Bon, tu as ce qu'il faut dans le lien que je t'ai mis dans mon message.

Si tu veux commander la memoire, tu le fais c'est comme tu veux. :rateau:

A+


----------



## lolmaniac93600 (27 Mai 2010)

il y a un truc qui va compliquer c'est que c quel revision ? revision a ou B ? car dans le lien pour le PowerMac G3 (B&W) c uniquement pour le rev B


----------



## iMacounet (27 Mai 2010)

Quelle est la puissance de ton processeur ?

c'est normalement noté sous la prise d'alimentation.


----------



## lolmaniac93600 (27 Mai 2010)

400MHZ/1M Cache/64MB SDRAM/6GB HD/DVD-ROM/KB

---------- Nouveau message ajouté à 14h40 ---------- Le message précédent a été envoyé à 14h39 ----------

c assez obsolète Oo'

---------- Nouveau message ajouté à 14h41 ---------- Le message précédent a été envoyé à 14h40 ----------

c en SDRAM mais alors pourquoi le vendeur a mis des DIMM ?


----------



## iMacounet (27 Mai 2010)

Il ya deux modèles en 400 Mhz

M6665LL/A 
M7555LL/A (REV B)

Oui c'est une machine obsolète, complètement depassée.

Regarde si tu trouve si c'est un M6665LL/A (REV A) ou un  M7555LL/A (REV B)


----------



## lolmaniac93600 (27 Mai 2010)

aie je trouve pas le model exact 

---------- Nouveau message ajouté à 14h50 ---------- Le message précédent a été envoyé à 14h48 ----------

mais il date de 1998

---------- Nouveau message ajouté à 14h51 ---------- Le message précédent a été envoyé à 14h50 ----------

c surment le rev A car le b&W etait encore la en 1999


----------



## iMacounet (27 Mai 2010)

regarde sur priceminister c'est moins cher pour de la sdram pc 100 168pins 

---------- Nouveau message ajouté à 14h56 ---------- Le message précédent a été envoyé à 14h54 ----------




lolmaniac93600 a dit:


> aie je trouve pas le model exact
> 
> ---------- Nouveau message ajouté à 14h50 ---------- Le message précédent a été envoyé à 14h48 ----------
> 
> ...


Le G3 B&B date de janvier 1999 (pour les premiers)

c'est surement un REV-A 400MHZ


----------



## lolmaniac93600 (27 Mai 2010)

**Entrées d'un jeu d'annotations par points:**
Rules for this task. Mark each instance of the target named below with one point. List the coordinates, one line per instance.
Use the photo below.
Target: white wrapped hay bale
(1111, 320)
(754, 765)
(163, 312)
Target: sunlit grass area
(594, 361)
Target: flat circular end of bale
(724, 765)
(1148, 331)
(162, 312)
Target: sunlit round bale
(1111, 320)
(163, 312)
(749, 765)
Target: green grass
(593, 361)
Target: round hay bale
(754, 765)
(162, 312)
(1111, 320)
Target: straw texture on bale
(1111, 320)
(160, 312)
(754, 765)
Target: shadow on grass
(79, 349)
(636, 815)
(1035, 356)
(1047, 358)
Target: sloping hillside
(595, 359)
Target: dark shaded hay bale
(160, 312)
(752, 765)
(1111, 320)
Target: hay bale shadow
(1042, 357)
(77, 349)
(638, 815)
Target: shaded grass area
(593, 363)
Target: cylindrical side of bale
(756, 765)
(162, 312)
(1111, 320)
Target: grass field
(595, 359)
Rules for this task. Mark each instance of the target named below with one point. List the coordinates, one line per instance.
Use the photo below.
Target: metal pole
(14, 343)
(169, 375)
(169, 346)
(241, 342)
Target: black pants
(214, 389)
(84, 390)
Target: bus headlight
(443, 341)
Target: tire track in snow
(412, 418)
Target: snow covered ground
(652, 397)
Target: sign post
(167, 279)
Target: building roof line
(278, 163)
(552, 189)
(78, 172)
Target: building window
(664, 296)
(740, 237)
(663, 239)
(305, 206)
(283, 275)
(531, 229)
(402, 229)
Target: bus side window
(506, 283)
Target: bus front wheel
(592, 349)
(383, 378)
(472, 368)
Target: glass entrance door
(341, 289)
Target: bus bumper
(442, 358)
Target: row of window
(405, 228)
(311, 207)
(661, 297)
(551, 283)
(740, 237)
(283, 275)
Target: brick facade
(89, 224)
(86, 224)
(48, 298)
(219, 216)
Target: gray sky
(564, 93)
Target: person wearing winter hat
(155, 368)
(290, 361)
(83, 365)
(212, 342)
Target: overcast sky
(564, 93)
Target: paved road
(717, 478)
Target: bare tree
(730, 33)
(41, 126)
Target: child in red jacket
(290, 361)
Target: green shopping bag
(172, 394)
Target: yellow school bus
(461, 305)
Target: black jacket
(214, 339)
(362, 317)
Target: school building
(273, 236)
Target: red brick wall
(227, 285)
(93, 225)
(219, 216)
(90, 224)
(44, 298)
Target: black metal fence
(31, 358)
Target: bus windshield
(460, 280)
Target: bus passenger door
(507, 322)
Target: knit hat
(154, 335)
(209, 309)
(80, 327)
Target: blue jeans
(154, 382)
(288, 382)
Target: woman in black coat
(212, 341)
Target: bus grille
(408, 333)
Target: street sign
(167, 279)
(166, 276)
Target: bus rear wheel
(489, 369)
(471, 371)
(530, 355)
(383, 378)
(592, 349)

**Série d'exercices:**
A. D'après la discussion sur le PowerMac G3, où la puissance du processeur est-elle normalement indiquée ?
B. Écrivez la suite de la discussion sur le PowerMac G3, à partir de sa dernière ligne.
Les enregistrements ne servent à rien ici.

**Corrigés:**
A. Sous la prise d'alimentation.

B.
:rateau::rateau::rateau::rateau::rateau::rateau::rateau::rateau::rateau: ok 


mais je prèfère prendre de la Ram allieurs, je connais un magasin qui en vendent pas mal =P


----------



## iMacounet (27 Mai 2010)

Ok, mais ne te trompe pas.


----------



## lolmaniac93600 (27 Mai 2010)

il faut que je voit aussi le problème de la Pile PRAM et de la carte graphique, paut ètre que la carte graphique fonctionne pas, je vais l'essayer sur un vieux Tacot, le bon vieux PC avec Windows 98


----------



## iMacounet (27 Mai 2010)

Non !

Une carte graphique Mac ne fonctionne qu'avec un Mac.


----------



## lolmaniac93600 (27 Mai 2010)

je sais mais des fois les matériels PC sont compatibles avec les MAC's

---------- Nouveau message ajouté à 15h05 ---------- Le message précédent a été envoyé à 15h04 ----------

la carte graphique est une ATI Rage PRO 128 en PCI (16MB video RAM)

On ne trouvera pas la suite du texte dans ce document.